Last December, Edmund Case strolled the aisles of an Israeli vendor fair in search of gifts for his wife and two children. Like other patrons, he believed this was an ideal way to shop-- supporting Israel's economy while simultaneously checking off a long holiday to-do list. The difference, however, was that this corporate lawyer turned Jewish-outreach guru wasn't preparing for Hanukkah--he was shopping for Christmas.

Christmas Presents Made in Israel

"This year, all the Christmas gifts were made in Israel," he says with a chuckle. "As a joke I signed the card to my 20-year-old son 'Santa' but I wrote it phonetically in Hebrew letters. Some people would be aghast at that and say this is syncretism, it's a melding of religions and that this is an ominous development for Jewish identity. Mind you, this is something I wouldn't do before I thought my children's Jewish identity was solidified. But my kids have no confusion about this. They are Jewish, we celebrate Hanukkah in our home, but on Christmas, they exchange gifts at their grandparents' house. That's all it is. It doesn't have religious significance."

########

**Set exercise A**
In the passage about Edmund Case's holiday shopping, give the part starting with "Last December, Edmund" and going on through "shopping for Christmas." again, substituting "craft market" for "vendor fair".
**Set exercise B**
Using the passage about Edmund Case's holiday shopping, decide whether each statement agrees with it, answering yes or no and quoting the words that decide it: (i) Case was shopping for his wife and three children. (ii) Case signed his son's card "Santa" in Hebrew letters. (iii) Case's children exchange Christmas gifts at home.

**Data listing**
########

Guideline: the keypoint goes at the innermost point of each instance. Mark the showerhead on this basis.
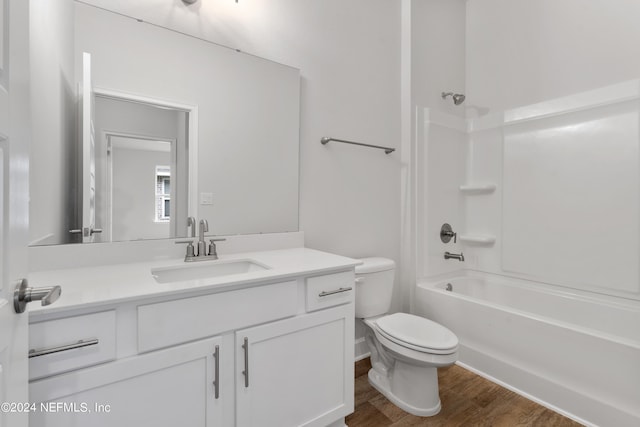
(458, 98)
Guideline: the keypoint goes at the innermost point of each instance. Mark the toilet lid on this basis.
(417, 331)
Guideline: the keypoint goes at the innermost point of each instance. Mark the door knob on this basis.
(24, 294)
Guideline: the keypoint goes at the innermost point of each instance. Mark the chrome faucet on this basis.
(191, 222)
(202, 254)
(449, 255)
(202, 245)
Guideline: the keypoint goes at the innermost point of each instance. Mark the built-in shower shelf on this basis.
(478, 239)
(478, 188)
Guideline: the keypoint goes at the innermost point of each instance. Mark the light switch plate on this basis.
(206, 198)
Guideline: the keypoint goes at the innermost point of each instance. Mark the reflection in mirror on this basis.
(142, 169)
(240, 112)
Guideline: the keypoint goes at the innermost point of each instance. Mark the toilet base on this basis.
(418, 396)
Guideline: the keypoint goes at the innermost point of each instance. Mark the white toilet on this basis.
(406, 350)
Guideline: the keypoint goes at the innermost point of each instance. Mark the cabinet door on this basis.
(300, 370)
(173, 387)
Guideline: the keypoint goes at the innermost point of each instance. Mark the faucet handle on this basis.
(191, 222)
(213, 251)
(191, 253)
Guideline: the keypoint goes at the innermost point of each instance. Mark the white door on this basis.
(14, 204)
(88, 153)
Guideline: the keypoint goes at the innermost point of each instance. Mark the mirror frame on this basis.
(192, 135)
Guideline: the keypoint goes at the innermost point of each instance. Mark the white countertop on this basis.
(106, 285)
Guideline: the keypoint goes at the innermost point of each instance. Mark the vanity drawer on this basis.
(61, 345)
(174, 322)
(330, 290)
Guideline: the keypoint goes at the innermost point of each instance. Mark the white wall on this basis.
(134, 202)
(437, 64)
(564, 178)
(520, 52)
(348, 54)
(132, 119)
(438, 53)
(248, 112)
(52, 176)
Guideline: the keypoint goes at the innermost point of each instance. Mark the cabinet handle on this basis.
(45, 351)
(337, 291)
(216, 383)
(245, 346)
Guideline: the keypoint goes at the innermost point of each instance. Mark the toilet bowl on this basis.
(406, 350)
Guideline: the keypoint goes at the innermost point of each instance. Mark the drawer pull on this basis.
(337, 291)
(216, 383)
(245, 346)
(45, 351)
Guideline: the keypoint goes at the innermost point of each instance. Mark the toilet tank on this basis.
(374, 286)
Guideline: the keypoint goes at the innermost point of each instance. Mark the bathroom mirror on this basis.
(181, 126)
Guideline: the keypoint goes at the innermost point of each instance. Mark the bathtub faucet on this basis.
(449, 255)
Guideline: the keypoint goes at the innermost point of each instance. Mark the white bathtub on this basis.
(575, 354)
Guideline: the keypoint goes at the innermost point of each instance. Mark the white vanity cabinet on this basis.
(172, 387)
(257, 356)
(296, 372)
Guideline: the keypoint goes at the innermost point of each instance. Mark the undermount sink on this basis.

########

**Written solution A**
Last December, Edmund Case strolled the aisles of an Israeli craft market in search of gifts for his wife and two children. Like other patrons, he believed this was an ideal way to shop-- supporting Israel's economy while simultaneously checking off a long holiday to-do list. The difference, however, was that this corporate lawyer turned Jewish-outreach guru wasn't preparing for Hanukkah--he was shopping for Christmas.

**Written solution B**
(i) No: "in search of gifts for his wife and two children."
(ii) Yes: "As a joke I signed the card to my 20-year-old son 'Santa' but I wrote it phonetically in Hebrew letters."
(iii) No: "on Christmas, they exchange gifts at their grandparents' house."